== PROBLEM REQUIREMENTS ==
The required output is the whole listing below, unchanged.

- Opening Delimiter -

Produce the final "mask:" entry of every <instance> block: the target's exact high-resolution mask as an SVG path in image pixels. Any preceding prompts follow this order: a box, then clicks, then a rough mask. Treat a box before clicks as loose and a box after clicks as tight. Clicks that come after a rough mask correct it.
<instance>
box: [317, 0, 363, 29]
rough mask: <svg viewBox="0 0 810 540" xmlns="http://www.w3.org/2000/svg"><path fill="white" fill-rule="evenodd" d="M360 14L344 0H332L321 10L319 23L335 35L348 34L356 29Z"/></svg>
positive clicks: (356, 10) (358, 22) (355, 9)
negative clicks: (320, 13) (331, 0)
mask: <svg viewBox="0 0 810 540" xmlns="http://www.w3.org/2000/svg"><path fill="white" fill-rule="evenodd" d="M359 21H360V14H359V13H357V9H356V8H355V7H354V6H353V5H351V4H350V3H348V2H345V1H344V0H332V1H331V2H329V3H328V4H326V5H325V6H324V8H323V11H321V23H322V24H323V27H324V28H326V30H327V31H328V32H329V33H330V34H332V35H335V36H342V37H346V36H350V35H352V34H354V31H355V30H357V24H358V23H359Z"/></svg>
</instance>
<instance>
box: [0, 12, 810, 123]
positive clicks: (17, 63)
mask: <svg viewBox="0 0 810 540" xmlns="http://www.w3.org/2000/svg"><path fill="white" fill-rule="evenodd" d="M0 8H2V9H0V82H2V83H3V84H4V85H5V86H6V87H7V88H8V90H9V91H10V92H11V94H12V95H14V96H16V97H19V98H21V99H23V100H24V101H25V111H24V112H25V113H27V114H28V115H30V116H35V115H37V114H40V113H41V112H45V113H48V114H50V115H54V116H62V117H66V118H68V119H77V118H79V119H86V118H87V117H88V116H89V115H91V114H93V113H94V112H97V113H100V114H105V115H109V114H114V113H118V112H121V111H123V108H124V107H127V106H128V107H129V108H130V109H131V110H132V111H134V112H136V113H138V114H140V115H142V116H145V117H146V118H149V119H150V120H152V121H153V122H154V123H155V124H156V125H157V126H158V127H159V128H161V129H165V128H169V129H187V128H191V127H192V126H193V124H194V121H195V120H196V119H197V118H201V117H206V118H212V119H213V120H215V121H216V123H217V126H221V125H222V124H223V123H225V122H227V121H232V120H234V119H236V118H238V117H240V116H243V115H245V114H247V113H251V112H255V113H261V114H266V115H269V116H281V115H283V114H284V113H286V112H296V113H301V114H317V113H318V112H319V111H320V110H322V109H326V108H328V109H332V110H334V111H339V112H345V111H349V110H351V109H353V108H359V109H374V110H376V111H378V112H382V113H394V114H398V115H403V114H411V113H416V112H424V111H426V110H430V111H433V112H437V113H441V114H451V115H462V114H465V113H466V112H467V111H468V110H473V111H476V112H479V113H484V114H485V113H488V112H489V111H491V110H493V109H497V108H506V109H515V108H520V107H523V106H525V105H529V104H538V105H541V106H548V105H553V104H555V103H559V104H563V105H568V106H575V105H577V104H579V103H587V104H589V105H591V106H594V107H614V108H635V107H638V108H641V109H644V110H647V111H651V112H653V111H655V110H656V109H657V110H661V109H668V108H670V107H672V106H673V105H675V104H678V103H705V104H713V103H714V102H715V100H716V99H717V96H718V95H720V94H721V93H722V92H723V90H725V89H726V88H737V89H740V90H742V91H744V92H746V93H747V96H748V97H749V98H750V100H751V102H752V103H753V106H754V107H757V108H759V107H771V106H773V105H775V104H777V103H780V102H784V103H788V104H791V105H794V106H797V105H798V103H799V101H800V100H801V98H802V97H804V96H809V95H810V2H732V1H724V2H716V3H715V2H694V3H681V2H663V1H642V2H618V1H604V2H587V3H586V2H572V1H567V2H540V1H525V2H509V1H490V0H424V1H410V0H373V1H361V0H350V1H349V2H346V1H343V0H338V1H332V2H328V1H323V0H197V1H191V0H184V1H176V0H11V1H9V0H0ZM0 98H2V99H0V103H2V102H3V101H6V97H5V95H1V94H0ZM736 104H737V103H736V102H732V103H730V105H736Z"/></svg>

- Closing Delimiter -

== TASK RESPONSE ==
Produce the final "mask:" entry of every <instance> block: the target's exact high-resolution mask as an SVG path in image pixels. Any preceding prompts follow this order: a box, then clicks, then a rough mask. Treat a box before clicks as loose and a box after clicks as tight. Clicks that come after a rough mask correct it.
<instance>
box: [317, 0, 363, 29]
rough mask: <svg viewBox="0 0 810 540" xmlns="http://www.w3.org/2000/svg"><path fill="white" fill-rule="evenodd" d="M360 14L344 0H332L321 10L319 23L335 35L348 34L356 29Z"/></svg>
positive clicks: (356, 10) (358, 22) (355, 9)
negative clicks: (320, 13) (331, 0)
mask: <svg viewBox="0 0 810 540" xmlns="http://www.w3.org/2000/svg"><path fill="white" fill-rule="evenodd" d="M359 21H360V14H359V13H357V9H356V8H355V7H354V6H353V5H351V4H350V3H348V2H345V1H344V0H332V1H331V2H329V3H328V4H326V5H325V6H324V8H323V11H321V23H322V24H323V27H324V28H326V30H327V31H328V32H329V33H330V34H332V35H335V36H342V37H346V36H350V35H352V34H354V31H355V30H357V24H358V23H359Z"/></svg>
</instance>
<instance>
box: [0, 12, 810, 123]
positive clicks: (17, 63)
mask: <svg viewBox="0 0 810 540" xmlns="http://www.w3.org/2000/svg"><path fill="white" fill-rule="evenodd" d="M0 8H2V9H0V82H2V83H3V84H4V85H5V86H6V87H7V88H8V90H9V91H10V92H11V94H12V95H14V96H16V97H19V98H21V99H23V100H24V101H25V111H24V112H25V113H27V114H28V115H30V116H35V115H37V114H40V113H41V112H45V113H48V114H50V115H54V116H62V117H66V118H68V119H77V118H79V119H86V118H87V117H88V116H89V115H91V114H93V113H94V112H97V113H100V114H105V115H109V114H114V113H118V112H121V111H123V108H124V107H127V106H128V107H129V108H130V109H131V110H132V111H134V112H136V113H138V114H140V115H142V116H145V117H146V118H149V119H150V120H152V121H153V122H154V123H155V124H156V125H157V126H158V127H159V128H161V129H165V128H169V129H187V128H191V127H192V126H193V124H194V121H195V120H196V119H197V118H201V117H206V118H212V119H213V120H215V121H216V123H217V126H221V125H222V124H223V123H225V122H227V121H232V120H234V119H236V118H238V117H240V116H243V115H245V114H247V113H251V112H255V113H261V114H266V115H269V116H281V115H283V114H284V113H286V112H296V113H301V114H317V113H318V112H319V111H320V110H322V109H326V108H328V109H332V110H334V111H339V112H345V111H349V110H351V109H353V108H359V109H374V110H376V111H378V112H382V113H394V114H398V115H403V114H411V113H416V112H424V111H426V110H430V111H433V112H437V113H441V114H451V115H462V114H465V113H466V112H467V111H468V110H473V111H476V112H479V113H484V114H485V113H488V112H489V111H491V110H493V109H497V108H506V109H515V108H520V107H523V106H525V105H529V104H538V105H541V106H548V105H553V104H555V103H559V104H563V105H568V106H575V105H577V104H579V103H587V104H589V105H591V106H594V107H614V108H635V107H638V108H641V109H644V110H647V111H651V112H653V111H655V110H656V109H657V110H661V109H668V108H670V107H672V106H673V105H675V104H678V103H705V104H713V103H714V102H715V100H716V99H717V96H718V95H720V94H721V93H722V92H723V90H725V89H726V88H737V89H740V90H742V91H744V92H746V93H747V96H748V97H749V98H750V100H751V102H752V103H753V106H754V107H757V108H759V107H771V106H773V105H775V104H777V103H780V102H784V103H788V104H791V105H794V106H797V105H798V103H799V101H800V100H801V98H802V97H804V96H809V95H810V2H732V1H724V2H716V3H715V2H694V3H681V2H663V1H642V2H618V1H604V2H587V3H586V2H572V1H567V2H540V1H525V2H509V1H490V0H424V1H410V0H373V1H361V0H350V1H349V2H346V1H343V0H338V1H332V2H328V1H323V0H197V1H191V0H184V1H176V0H11V1H9V0H0ZM0 98H2V99H0V103H2V102H3V101H6V97H5V95H1V94H0ZM736 104H737V103H736V102H732V103H730V105H736Z"/></svg>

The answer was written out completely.